* START Input data *

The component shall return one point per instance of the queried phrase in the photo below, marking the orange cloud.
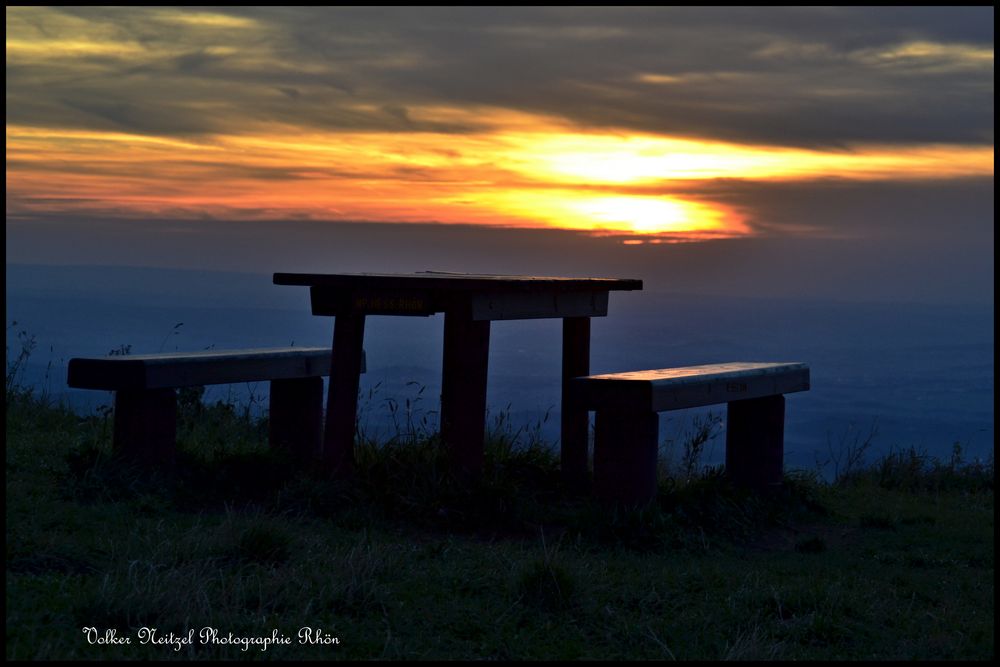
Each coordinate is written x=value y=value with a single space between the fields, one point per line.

* END Input data *
* START Input data *

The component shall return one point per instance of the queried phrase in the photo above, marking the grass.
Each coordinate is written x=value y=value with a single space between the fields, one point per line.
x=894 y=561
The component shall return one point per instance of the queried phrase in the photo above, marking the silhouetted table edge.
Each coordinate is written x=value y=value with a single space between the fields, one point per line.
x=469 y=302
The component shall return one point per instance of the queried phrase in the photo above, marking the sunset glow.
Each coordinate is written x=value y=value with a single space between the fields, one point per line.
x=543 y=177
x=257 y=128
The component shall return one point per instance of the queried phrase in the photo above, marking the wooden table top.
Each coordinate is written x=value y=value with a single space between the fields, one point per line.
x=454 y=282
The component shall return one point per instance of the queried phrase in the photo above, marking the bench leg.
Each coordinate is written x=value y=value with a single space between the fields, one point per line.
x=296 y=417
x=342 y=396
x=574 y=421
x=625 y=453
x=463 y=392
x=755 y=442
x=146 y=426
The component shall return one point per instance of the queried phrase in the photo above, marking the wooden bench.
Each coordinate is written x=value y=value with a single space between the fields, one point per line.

* END Input data *

__Short problem__:
Can you edit the rows from the line with "silhouetted table edge." up to and including the line with "x=454 y=282", writing them out again with "component" changed to "module" and everything else left the same?

__Written answer__:
The module shall return one point per instance of the queried phrase in the photo above, marking the silhouetted table edge.
Each coordinate is written x=value y=value with a single space between the fields, one point per line.
x=469 y=302
The module shall return one point per instance of the queried phrase in the photo above, marking the sunset glow.
Each coordinate is written x=value y=value with a single space between the fields, one point per line.
x=543 y=177
x=257 y=128
The module shall return one point per instance of the queried phrase in the photo above, marking the wooden table top.
Each coordinate is written x=value y=value with a single space between the fields, one point per line.
x=454 y=282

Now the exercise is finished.